Stored dataset items:
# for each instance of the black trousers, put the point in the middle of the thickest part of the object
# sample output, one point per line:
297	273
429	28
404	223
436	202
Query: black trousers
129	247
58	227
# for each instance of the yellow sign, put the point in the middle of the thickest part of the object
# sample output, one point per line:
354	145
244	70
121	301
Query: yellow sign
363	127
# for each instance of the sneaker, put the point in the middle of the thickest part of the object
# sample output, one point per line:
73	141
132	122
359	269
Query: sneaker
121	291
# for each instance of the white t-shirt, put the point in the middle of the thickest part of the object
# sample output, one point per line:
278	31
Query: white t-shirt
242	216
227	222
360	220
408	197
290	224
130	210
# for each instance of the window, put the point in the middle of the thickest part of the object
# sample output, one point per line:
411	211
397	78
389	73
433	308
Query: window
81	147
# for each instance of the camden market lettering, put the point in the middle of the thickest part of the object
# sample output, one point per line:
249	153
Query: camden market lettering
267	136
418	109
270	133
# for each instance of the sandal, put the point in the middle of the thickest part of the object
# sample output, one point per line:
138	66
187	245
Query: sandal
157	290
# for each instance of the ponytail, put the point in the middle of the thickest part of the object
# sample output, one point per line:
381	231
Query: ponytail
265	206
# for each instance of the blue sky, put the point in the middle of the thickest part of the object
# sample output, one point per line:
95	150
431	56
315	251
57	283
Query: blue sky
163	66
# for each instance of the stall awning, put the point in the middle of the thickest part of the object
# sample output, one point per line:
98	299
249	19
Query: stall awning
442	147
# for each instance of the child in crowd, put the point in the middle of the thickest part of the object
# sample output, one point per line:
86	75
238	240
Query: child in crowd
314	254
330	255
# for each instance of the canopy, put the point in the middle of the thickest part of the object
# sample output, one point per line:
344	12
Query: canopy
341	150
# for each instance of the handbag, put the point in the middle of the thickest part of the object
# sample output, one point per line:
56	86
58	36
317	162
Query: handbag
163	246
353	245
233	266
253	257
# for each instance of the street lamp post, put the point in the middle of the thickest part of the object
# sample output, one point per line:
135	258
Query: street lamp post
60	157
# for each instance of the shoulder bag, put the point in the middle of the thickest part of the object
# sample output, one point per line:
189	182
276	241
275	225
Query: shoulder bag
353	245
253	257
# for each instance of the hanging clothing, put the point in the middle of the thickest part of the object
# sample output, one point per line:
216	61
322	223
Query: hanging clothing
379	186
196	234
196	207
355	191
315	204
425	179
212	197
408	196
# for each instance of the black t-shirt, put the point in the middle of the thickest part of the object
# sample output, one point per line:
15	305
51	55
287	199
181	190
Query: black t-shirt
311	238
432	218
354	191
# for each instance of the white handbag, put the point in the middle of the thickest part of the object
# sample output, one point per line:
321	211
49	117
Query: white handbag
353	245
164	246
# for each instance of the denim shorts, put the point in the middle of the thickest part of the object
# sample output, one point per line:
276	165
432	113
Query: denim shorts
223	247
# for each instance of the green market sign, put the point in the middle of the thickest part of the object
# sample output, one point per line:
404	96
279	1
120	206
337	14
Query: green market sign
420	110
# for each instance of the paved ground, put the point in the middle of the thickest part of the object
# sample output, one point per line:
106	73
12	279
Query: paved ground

INSTRUCTIONS TO FOLLOW: Your task is to write out, exactly, the line that contains "# for each instance of the denim" and each line after it to the end of the data, with no other lines.

OUTPUT OF THE TASK:
# for each instance of the denim shorts, put the point in the middle of the thickest part of the object
# sample output, one point per line:
276	165
432	113
Query: denim shorts
223	247
# for each instance of the green market sign, put the point in the middle of the thickest part of the object
# sample output, one point per line:
404	96
279	1
120	206
337	14
Query: green market sign
420	110
# for each instance of the paved ground, put the point in the middle of the thickest part of the object
# sample output, one point per line:
106	73
12	279
Query: paved ground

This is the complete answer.